_WHAT YOU SHOULD DO_:
Copy all of the records below line for line, without changing any wording, numbers, or punctuation.

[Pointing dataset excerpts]
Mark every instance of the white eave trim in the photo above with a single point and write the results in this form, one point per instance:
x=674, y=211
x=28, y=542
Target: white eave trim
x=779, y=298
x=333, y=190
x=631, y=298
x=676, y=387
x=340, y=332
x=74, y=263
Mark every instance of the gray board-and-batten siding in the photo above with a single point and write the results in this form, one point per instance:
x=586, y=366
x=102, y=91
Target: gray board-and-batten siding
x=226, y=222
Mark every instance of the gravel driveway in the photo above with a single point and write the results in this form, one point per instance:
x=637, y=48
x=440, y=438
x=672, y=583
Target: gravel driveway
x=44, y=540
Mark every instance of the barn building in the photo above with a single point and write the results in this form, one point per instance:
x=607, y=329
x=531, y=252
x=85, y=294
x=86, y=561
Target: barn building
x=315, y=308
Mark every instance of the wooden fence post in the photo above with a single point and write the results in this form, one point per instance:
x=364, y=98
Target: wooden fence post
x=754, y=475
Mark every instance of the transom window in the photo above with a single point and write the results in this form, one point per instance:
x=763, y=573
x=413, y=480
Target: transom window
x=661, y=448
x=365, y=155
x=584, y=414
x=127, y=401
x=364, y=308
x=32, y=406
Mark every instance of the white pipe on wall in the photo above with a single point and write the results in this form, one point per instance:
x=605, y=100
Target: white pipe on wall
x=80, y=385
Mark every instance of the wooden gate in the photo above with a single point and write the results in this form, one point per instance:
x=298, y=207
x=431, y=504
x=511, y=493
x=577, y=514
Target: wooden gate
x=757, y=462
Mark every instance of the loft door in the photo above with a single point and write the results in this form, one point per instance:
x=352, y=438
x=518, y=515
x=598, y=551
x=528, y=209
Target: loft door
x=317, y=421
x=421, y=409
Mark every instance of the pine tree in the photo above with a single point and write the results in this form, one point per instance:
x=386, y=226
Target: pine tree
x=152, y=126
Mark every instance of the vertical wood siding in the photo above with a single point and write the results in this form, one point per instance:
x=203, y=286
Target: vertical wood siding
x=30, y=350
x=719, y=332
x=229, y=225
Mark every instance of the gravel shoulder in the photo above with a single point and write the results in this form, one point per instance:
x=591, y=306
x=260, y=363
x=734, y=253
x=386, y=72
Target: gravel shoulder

_EXERCISE ANSWER_:
Mark every instance of the white eave trim in the photo above with a single point and write the results in this form, one point per instance:
x=674, y=211
x=28, y=542
Target: white eave trim
x=779, y=298
x=333, y=190
x=631, y=298
x=676, y=387
x=340, y=332
x=74, y=263
Mark every instance of the gray board-and-batten siding in the photo above with a single point and write the results in this form, one point per instance:
x=586, y=366
x=102, y=91
Target: gray board-and-batten siding
x=226, y=222
Mark every instance of the gravel driveway in the photo above with a single point and write the results in this form, one point per instance:
x=637, y=48
x=440, y=438
x=672, y=583
Target: gravel driveway
x=44, y=540
Mark every instance of the barn building in the photo above with a single point and write the results in this form, one point per instance:
x=607, y=329
x=531, y=252
x=85, y=294
x=86, y=561
Target: barn building
x=315, y=308
Mark every instance of the wooden fence post in the photo above with a single point and write the results in this form, one point per instance:
x=364, y=98
Target: wooden fence post
x=754, y=475
Mark every instance of the transom window in the photo above with a single point and write the results in this form, one point per instance:
x=763, y=573
x=413, y=480
Target: transom window
x=661, y=448
x=365, y=155
x=584, y=414
x=127, y=401
x=364, y=308
x=32, y=406
Mark every instance of the white pipe on wall in the photo above with a single point and write the results in this form, one point per instance:
x=605, y=100
Target: white pipe on wall
x=80, y=385
Mark every instance of the wooden gate in the photo above with a single point and write the results in this form, one point per instance:
x=298, y=207
x=431, y=504
x=511, y=493
x=577, y=514
Target: wooden gate
x=757, y=462
Mark every instance of the loft door in the photo above with a single point and write the results in this form, one point per instance:
x=352, y=438
x=518, y=515
x=598, y=551
x=528, y=209
Target: loft door
x=317, y=421
x=421, y=409
Mark every instance of the pine tree in the photo above with a single point and write the results in this form, one point per instance:
x=386, y=226
Target: pine tree
x=152, y=126
Mark every instance of the vertical wood siding in the photo above with a single point and write the results in this form, one point per instance:
x=203, y=286
Target: vertical wood siding
x=30, y=350
x=719, y=332
x=229, y=225
Mark every instance of the gravel shoulder in the photo above with a single point and write the results in this form, one point per instance:
x=591, y=306
x=260, y=363
x=734, y=253
x=386, y=72
Target: gravel shoulder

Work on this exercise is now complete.